*** Opening PAGE EXTRACT ***

The world-leading neuropathologist who diagnosed Jeff Astle with a brain condition normally linked to boxers will tell a Tayside seminar that more must be done to explore the link between sport and dementia.
Dr Willie Stewart – who carried out a re-examination of the former England international’s brain in 2014 – will be introduced by Amanda Kopel who believes her late husband Frank’s dementia was also caused by chronic traumatic encephalopathy (CTE).
Mrs Kopel suspects his dementia was caused by years spent heading a hard leather football — like former England striker Jeff Astle, the first confirmed case of CTE in English football.
Dr Stewart, who is a consultant neuropathologist at the Queen Elizabeth University Hospital in Glasgow, will deliver his talk on Wednesday at Dundee University’s Dalhousie Building at 2pm.
He told The Courier: “Brain injury has long been recognised as one of the strongest risk factors for dementia but despite that it has received remarkably little attention.
“Up to around a decade ago there was an incorrect assumption that it was a problem confined to survivors of moderate or severe brain injury such as road traffic accidents or boxers.
“In the past decade, increasing reports of pathology proven disease, now known as chronic traumatic encephalopathy (CTE), in non-boxer athletes such as American footballers, rugby players and footballers have shown that it is brain injury that is the risk, no matter the sport.
“However, with recent attention there is cause to look back and see that the issue has been raised before in football, most notably with Jeff Astle’s death in 2002.
“Then football was alerted to a possible link between playing that sport and dementia and at that time the FA and PFA promised to explore that link.

*** Closing PAGE EXTRACT ***

WORK TASK: According to the page extract, where is Dr Willie Stewart a consultant neuropathologist?

*** Opening RECORD EXTRACTS ***

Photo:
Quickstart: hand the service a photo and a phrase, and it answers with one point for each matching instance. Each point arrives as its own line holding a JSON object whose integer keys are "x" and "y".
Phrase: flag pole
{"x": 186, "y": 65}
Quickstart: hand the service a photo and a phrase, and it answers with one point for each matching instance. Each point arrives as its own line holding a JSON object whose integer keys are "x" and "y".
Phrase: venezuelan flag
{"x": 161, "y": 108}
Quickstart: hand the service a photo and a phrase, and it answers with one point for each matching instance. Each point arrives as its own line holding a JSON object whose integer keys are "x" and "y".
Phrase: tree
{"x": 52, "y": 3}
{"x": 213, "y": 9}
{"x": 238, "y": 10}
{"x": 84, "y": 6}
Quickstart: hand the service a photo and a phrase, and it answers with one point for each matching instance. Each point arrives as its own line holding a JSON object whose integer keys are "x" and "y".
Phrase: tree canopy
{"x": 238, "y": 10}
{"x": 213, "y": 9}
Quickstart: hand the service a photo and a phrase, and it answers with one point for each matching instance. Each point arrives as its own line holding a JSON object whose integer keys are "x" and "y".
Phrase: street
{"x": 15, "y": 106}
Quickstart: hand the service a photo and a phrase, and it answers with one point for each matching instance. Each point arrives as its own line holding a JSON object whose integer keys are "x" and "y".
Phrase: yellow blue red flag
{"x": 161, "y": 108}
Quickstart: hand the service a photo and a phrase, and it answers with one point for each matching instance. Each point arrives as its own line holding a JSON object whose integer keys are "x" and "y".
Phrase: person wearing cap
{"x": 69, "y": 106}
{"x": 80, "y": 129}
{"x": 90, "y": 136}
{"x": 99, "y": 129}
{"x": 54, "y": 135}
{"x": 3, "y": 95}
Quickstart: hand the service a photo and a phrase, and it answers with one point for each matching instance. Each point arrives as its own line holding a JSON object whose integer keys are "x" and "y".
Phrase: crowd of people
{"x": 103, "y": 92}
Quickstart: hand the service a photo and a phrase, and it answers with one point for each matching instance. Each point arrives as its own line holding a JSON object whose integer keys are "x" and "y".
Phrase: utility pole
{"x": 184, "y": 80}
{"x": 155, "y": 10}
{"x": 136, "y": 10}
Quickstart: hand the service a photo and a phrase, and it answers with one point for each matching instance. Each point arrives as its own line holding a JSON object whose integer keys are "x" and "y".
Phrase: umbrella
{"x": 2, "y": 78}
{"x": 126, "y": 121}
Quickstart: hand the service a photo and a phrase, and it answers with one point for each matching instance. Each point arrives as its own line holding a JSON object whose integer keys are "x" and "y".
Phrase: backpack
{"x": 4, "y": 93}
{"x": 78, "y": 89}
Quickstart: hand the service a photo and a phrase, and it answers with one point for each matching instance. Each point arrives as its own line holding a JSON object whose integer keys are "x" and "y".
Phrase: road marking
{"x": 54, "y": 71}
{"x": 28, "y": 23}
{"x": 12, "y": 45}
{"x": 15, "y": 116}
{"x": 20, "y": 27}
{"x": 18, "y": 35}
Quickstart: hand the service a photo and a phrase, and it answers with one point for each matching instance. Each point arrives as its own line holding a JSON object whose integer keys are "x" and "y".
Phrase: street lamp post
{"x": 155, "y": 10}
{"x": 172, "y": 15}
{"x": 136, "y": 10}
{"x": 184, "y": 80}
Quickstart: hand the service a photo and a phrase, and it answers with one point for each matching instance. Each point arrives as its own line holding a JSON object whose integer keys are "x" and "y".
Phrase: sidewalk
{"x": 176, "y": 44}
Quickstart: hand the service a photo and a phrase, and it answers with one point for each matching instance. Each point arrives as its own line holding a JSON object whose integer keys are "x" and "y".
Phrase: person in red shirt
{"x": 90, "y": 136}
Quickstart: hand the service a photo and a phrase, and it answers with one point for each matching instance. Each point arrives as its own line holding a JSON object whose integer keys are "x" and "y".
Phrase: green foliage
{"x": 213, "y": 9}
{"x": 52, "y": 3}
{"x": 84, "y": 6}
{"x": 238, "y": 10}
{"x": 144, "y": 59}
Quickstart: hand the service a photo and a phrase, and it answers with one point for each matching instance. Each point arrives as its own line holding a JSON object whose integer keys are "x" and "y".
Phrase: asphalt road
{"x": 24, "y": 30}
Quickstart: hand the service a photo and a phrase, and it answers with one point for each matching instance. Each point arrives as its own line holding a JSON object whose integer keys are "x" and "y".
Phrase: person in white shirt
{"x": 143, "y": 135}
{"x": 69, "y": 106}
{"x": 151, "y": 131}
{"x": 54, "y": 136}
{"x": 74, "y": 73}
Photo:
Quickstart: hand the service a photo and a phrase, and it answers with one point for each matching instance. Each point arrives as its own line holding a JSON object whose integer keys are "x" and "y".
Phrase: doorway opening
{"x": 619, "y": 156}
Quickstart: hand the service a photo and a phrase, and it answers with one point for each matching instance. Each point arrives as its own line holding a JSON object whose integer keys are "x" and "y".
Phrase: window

*** Closing RECORD EXTRACTS ***
*** Opening RECORD EXTRACTS ***

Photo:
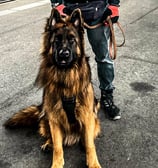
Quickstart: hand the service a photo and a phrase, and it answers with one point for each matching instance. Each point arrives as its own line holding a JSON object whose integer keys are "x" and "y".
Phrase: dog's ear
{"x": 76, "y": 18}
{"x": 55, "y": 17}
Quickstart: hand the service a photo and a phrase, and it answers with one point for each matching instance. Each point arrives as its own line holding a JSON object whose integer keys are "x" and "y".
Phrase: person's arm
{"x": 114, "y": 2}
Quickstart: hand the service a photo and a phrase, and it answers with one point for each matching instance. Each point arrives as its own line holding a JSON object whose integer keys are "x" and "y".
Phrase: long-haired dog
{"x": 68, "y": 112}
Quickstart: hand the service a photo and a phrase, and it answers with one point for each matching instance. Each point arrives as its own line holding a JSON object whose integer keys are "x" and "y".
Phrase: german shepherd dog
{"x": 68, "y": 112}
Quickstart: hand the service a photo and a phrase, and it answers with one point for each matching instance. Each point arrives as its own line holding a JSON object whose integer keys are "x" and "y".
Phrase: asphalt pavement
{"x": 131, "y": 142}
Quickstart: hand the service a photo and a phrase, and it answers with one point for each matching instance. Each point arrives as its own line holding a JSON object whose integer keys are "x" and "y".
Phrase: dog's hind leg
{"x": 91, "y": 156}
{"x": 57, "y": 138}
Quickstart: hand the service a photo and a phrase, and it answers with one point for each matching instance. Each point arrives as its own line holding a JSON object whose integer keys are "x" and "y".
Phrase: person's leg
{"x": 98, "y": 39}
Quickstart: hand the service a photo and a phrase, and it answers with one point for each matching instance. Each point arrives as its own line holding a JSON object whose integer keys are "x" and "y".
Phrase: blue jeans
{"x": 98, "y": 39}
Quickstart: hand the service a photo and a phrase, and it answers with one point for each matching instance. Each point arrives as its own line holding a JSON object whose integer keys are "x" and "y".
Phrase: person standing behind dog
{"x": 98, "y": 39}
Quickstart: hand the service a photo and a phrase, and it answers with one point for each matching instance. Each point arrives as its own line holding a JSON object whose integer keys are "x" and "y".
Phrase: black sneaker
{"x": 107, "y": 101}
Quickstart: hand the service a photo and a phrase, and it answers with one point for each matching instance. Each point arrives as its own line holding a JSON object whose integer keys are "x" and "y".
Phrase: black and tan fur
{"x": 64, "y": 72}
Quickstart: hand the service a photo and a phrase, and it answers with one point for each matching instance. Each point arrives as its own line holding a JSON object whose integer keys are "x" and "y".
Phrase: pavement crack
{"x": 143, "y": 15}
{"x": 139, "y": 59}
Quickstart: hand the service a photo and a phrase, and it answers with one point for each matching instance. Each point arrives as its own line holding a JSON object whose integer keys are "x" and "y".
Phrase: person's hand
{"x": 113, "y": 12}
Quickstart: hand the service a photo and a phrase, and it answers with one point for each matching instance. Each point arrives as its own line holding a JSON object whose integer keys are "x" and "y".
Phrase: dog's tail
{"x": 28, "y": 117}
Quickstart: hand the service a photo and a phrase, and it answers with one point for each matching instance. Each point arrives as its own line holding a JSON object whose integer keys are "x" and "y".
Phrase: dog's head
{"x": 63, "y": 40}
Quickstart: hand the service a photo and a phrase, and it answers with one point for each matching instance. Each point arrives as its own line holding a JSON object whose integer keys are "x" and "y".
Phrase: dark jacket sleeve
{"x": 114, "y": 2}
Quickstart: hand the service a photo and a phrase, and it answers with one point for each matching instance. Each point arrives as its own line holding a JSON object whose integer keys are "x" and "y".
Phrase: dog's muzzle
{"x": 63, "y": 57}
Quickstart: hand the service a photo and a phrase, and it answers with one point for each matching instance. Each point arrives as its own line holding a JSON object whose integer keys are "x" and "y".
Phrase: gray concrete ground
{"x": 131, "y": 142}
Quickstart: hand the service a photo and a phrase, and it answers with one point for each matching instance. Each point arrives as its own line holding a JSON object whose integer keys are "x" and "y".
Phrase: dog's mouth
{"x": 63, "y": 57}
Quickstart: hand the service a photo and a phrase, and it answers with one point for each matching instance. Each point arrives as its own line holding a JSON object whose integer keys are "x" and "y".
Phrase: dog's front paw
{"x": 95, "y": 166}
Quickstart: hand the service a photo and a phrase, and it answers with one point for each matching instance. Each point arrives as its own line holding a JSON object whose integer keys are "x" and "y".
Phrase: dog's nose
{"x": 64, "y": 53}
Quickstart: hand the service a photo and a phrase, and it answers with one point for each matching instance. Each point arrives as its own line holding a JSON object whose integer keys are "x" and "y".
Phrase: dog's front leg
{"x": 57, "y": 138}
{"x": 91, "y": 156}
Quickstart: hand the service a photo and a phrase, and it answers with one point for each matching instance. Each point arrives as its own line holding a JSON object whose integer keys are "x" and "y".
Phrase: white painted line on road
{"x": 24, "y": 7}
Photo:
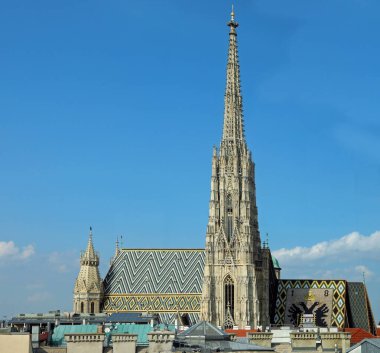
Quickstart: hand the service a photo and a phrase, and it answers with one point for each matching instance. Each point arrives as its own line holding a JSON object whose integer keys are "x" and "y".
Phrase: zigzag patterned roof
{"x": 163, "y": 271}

*** Closing RECORD EXTRACTS ***

ANSWER BOX: At the Queen Elizabeth University Hospital in Glasgow.